## DATA TO PROCESS

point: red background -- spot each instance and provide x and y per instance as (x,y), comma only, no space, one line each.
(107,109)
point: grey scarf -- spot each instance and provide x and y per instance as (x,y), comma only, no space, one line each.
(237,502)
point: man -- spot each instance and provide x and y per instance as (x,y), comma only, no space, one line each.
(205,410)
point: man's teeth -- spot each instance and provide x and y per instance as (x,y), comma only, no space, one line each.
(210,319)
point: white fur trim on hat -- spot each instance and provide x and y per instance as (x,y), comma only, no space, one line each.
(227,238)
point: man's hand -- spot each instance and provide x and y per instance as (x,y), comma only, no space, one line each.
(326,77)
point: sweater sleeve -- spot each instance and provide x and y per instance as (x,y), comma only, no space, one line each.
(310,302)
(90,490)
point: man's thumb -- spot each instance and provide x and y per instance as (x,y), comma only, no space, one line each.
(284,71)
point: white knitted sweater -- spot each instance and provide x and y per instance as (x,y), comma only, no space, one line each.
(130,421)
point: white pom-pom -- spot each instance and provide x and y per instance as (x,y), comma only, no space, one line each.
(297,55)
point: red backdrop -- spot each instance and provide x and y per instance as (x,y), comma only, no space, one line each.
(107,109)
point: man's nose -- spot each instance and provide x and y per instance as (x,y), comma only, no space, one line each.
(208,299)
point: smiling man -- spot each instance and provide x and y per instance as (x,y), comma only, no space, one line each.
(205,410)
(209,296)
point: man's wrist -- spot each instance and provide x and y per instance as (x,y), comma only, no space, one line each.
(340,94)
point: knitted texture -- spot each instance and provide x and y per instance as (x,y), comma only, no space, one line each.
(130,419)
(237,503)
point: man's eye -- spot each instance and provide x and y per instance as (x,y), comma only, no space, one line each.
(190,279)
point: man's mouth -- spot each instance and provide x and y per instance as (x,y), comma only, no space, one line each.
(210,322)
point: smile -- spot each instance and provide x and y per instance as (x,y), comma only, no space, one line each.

## SHORT TASK
Convert the data, starting at the line that contains "point: red backdrop" and ending at the final line of the data, into a Markdown table with columns Row and Line, skipping any blank lines.

## SOLUTION TO THIS PROBLEM
| Row | Line |
|---|---|
| 1 | point: red backdrop -- spot each instance and provide x and y per instance as (x,y), comma only, no space, one line each. |
| 2 | (107,109) |
| 3 | point: man's nose -- spot each instance and provide x and y per instance as (x,y), comma only, no space, one line each. |
| 4 | (208,299) |
| 5 | point: smiling man -- spot each instance and provide x and y per instance as (x,y), comma only, no space, one line each. |
| 6 | (205,410) |
| 7 | (209,296) |
| 8 | point: man's wrist -- spot each instance and provide x and y per instance as (x,y), comma only, no space, one line each. |
| 9 | (340,94) |
| 10 | point: knitted texture -- spot each instance and provide x and y per instance as (x,y), comma only, no space, one line each. |
| 11 | (130,419) |
| 12 | (237,503) |
| 13 | point: man's eye -- spot each instance and provide x and y per instance as (x,y), comma only, no space, one line each. |
| 14 | (190,279) |
| 15 | point: man's mouth -- spot each instance and provide x and y per instance as (x,y), comma only, no space, one line each. |
| 16 | (210,322) |
| 17 | point: smile -- spot each instance and provide x and y per instance as (x,y), comma only, no space, one line each. |